## Exercise details
Reproduce the rows below verbatim, starting at the line that contains "of the forested" and ending at the line that contains "[[372, 602]]", with both of those lines included.

## Given data
"""

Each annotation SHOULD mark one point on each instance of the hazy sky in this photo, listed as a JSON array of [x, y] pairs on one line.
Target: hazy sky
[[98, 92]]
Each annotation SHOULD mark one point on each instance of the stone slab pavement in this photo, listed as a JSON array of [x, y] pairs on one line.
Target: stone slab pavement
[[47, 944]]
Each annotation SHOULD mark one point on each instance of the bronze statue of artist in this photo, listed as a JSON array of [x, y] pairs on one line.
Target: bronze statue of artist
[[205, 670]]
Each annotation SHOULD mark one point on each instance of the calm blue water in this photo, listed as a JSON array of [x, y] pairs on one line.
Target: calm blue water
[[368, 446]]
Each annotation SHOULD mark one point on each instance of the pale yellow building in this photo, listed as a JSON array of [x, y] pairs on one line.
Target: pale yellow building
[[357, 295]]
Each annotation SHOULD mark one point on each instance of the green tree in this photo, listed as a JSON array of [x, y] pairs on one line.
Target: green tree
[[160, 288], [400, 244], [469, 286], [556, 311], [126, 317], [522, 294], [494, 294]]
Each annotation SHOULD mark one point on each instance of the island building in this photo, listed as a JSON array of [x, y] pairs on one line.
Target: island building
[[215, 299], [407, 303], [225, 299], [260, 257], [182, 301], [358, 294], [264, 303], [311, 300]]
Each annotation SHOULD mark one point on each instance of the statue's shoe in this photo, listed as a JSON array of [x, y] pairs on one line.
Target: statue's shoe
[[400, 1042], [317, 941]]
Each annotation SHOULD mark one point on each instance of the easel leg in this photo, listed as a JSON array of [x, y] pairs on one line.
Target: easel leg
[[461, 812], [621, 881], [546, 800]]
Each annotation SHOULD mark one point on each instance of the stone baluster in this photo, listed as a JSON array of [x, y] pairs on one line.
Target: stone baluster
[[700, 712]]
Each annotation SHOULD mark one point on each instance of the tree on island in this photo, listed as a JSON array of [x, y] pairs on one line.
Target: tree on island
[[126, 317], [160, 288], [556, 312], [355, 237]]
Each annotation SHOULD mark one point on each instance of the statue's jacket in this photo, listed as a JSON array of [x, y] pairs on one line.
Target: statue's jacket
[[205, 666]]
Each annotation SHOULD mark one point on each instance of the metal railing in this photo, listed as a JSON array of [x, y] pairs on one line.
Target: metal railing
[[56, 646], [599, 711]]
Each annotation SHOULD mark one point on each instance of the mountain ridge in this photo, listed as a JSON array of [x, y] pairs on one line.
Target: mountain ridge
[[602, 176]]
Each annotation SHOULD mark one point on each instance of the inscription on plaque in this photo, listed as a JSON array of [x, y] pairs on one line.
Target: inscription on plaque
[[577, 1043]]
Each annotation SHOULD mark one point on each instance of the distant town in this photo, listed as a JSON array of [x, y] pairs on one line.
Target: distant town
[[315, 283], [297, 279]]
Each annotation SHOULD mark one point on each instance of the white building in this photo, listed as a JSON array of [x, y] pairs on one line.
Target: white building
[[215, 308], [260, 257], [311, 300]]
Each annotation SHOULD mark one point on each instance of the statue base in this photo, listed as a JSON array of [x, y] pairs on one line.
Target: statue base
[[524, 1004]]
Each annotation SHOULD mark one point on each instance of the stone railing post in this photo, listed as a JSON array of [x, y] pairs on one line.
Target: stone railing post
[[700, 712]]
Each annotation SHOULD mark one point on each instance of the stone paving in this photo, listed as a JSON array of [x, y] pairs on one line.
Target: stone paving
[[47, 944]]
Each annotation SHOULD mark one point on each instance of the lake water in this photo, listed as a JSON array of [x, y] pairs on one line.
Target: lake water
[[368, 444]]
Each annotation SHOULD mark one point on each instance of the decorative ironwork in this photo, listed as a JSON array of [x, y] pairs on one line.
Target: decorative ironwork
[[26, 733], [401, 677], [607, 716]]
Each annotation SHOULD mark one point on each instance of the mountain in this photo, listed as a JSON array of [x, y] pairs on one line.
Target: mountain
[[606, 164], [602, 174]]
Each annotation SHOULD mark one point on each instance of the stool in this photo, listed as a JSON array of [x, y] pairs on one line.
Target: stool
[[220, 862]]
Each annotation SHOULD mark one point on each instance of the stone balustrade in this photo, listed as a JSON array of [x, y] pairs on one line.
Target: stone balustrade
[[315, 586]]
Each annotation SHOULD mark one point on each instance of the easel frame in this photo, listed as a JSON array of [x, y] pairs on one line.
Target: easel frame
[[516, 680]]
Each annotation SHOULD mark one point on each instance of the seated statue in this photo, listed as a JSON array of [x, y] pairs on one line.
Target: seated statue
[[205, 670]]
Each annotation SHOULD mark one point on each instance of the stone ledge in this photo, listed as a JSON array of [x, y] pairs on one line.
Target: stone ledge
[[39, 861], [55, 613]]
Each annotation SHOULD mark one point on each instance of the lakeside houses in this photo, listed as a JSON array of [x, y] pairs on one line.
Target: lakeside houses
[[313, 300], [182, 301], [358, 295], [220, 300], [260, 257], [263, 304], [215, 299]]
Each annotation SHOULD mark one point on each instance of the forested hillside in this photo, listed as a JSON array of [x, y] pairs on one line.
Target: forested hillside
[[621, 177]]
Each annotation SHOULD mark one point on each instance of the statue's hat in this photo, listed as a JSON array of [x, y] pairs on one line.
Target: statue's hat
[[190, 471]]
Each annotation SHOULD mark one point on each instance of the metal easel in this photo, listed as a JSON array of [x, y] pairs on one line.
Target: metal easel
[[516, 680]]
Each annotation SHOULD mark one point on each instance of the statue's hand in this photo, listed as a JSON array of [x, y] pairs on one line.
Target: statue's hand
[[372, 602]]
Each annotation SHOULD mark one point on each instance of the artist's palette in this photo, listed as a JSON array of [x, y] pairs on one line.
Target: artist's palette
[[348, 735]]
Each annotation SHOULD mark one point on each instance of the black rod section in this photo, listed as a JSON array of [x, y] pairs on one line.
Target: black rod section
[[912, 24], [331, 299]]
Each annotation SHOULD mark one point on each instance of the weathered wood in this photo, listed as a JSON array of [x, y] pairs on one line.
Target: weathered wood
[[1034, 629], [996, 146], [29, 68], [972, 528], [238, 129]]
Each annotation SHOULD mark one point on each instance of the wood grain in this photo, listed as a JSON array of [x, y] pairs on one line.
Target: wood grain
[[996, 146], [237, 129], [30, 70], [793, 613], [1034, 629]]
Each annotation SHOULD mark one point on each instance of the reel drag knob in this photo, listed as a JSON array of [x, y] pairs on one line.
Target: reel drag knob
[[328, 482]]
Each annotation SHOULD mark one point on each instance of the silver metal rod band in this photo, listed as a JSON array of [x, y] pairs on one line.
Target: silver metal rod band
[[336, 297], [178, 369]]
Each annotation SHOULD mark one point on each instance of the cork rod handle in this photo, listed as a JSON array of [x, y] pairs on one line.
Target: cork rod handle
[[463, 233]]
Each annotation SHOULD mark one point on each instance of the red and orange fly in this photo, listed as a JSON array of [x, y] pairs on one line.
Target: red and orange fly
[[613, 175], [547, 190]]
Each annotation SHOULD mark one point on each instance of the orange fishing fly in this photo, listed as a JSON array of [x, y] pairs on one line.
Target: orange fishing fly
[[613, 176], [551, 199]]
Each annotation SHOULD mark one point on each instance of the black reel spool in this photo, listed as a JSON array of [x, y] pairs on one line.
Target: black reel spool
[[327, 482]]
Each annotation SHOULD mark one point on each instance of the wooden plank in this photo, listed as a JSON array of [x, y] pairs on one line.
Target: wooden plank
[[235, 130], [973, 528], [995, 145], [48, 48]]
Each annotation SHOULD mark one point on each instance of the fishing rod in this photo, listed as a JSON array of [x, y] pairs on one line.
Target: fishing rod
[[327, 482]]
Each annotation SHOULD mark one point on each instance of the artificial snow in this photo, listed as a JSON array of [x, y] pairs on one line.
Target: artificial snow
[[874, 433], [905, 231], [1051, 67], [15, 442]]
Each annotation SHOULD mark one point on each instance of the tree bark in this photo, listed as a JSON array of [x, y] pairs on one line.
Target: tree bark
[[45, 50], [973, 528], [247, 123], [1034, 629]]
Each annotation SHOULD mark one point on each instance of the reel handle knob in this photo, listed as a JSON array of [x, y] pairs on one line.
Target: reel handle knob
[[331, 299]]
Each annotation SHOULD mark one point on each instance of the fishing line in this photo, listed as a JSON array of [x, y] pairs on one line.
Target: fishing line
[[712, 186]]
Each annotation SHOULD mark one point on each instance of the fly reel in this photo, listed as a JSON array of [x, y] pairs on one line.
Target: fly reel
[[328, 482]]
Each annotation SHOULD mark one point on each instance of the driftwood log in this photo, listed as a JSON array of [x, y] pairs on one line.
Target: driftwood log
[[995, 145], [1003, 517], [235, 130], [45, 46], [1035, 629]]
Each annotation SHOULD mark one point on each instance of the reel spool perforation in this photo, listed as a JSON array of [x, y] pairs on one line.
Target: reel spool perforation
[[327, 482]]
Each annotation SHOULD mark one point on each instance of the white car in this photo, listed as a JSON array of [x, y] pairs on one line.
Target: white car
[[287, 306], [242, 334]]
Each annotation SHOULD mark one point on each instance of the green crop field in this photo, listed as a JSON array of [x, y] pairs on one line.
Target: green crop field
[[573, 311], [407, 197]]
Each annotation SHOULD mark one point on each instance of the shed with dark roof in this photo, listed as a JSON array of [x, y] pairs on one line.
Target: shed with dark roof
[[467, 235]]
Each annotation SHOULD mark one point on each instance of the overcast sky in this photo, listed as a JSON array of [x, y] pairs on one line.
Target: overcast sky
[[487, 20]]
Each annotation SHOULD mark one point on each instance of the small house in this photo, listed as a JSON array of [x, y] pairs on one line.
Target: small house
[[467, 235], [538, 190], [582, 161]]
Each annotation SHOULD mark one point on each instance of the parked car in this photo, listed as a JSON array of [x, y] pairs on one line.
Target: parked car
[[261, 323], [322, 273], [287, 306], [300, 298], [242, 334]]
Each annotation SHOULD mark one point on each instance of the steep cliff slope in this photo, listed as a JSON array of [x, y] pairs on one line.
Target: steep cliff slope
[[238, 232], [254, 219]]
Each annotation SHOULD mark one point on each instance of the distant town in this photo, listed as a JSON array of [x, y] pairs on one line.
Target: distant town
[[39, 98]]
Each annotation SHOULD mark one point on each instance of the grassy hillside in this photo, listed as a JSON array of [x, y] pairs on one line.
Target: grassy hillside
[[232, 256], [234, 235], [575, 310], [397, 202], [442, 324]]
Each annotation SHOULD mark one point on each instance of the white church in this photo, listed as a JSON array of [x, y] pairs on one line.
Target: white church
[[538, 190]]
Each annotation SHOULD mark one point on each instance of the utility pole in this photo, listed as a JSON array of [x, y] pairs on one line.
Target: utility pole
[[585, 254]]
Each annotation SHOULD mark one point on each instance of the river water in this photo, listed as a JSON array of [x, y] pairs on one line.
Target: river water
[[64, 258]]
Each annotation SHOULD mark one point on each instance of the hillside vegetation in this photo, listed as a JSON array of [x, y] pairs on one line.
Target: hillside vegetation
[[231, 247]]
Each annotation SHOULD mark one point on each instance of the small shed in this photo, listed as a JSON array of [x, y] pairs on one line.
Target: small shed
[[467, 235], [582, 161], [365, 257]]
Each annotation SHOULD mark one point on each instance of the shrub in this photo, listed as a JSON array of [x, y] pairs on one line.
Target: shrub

"""

## Full output
Each annotation SHOULD mark one point on each instance of the forested hillside in this photo, listed as a JSON array of [x, y] pairs on one line.
Target: forested hillside
[[621, 177]]
Each annotation SHOULD mark one point on each instance of the statue's hat in this photo, listed as a JSON array of [x, y] pairs on one line.
Target: statue's hat
[[190, 471]]
Each annotation SHOULD mark one point on each instance of the metal easel in this photo, listed as a JSON array of [x, y] pairs on one line.
Target: metal easel
[[516, 680]]
Each annotation SHOULD mark one point on each instance of the statue's hand in this photo, listed as a JSON array of [x, y] pairs on one line.
Target: statue's hand
[[372, 602]]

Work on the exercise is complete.